TEXT >>
Sep 16, 2021USDA-NIFA grants $600K to OSU for organic potato storage initiative
The U.S. Department of Agriculture’s (USDA) National Institute of Food and Agriculture (NIFA) announced Sept. 15 an investment of over $30 million for 33 grants that support farmers and ranchers who grow and market high-quality organic food, fiber and other organic products.
This investment is part of NIFA’s Organic Agriculture Program. Among the programs is a $595,000 initiative for Oregon State University to study organic potato storage and premature sprouting. (See below.)
NIFA’s investment in Organic Agriculture Research and Extension Initiative projects will help fund research, education and extension projects to improve yields, quality and profitability for producers and processors who have adopted organic standards. NIFA’s investment in Organic Transitions Program projects will support research, education and extension efforts to help existing and transitioning organic livestock and crop producers adopt organic practices and improve their market competitiveness.
“As we work together to build a diverse, resilient and robust agricultural supply chain and ensure nutrition security for all Americans, these grants will support research and extension efforts at local universities to provide valuable information and training, especially for local, small farmers and producers,” said NIFA Director Carrie Castille.
Examples of the 22 funded Organic Agriculture Research and Extension Initiative grants include:
- The demand for organic rice in the U.S. exceeds domestic supply and leads to significant import competition. University of Arkansas will lead efforts to expand organic rice production in the U.S. and develop a multistate outreach program to share information generated by this project. ($456,111)
- University of Vermont will work with both the organic dairy industry and the organic aquaculture industry to further develop a partnership for feeding organic seaweed to cows, while financially benefiting both markets in a sustainable manner. ($2,900,000)
- To help drive down expensive organic pig production feed and bedding costs and reduce negative environmental impacts, University of Minnesota will develop strategies to optimize winter hybrid rye production, evaluate nutritional value of hybrid rye fed to pigs, determine its effects on meat quality, and examine the economic and environmental impacts of integrating hybrid rye into organic pig production systems. ($1,433,820)
Examples of the 11 funded Organic Transitions Program grants include:
- Oregon State University will use essential oils to develop products to suppress or prevent potato sprouting in organic potatoes to address an important industry issue related to organic potato storage and control of premature sprouting. ($595,000)
- University of Wisconsin will lead a multi-state, multi-disciplinary project to implement a systems approach to overcome challenges faced by growers transitioning to organic strawberry production, aiming to increase and sustain organic day-neutral strawberry production in the Upper Midwest. ($525,000)
- Middle Tennessee State University will evaluate the effectiveness of biological control microbial agents and botanical extracts on fungal disease prevention and treatment for organic American Ginseng production. ($455,000)
NIFA invests in and advances agricultural research, education and Extension across the nation to make transformative discoveries that solve societal challenges. NIFA supports initiatives that ensure the long-term viability of agriculture and applies an integrated approach to ensure that groundbreaking discoveries in agriculture-related sciences and technologies reach the people who can put them into practice. In FY2020, NIFA’s total investment was $1.95 billion.

EXERCISE DATA >>
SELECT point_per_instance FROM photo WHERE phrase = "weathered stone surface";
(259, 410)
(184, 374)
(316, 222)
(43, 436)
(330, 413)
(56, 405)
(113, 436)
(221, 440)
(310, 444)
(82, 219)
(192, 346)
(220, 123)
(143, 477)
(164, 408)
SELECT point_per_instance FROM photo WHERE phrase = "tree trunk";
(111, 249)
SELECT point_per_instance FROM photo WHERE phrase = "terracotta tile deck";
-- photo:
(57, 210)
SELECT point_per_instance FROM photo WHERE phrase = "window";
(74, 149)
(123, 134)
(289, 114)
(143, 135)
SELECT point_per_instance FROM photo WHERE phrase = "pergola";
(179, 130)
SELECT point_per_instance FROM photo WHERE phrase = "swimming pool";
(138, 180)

ASSIGNMENT >>
Quote the grant announcement from "- Middle Tennessee" up to and including "was $1.95 billion.".

YOUR RESPONSE >>
- Middle Tennessee State University will evaluate the effectiveness of biological control microbial agents and botanical extracts on fungal disease prevention and treatment for organic American Ginseng production. ($455,000)
NIFA invests in and advances agricultural research, education and Extension across the nation to make transformative discoveries that solve societal challenges. NIFA supports initiatives that ensure the long-term viability of agriculture and applies an integrated approach to ensure that groundbreaking discoveries in agriculture-related sciences and technologies reach the people who can put them into practice. In FY2020, NIFA’s total investment was $1.95 billion.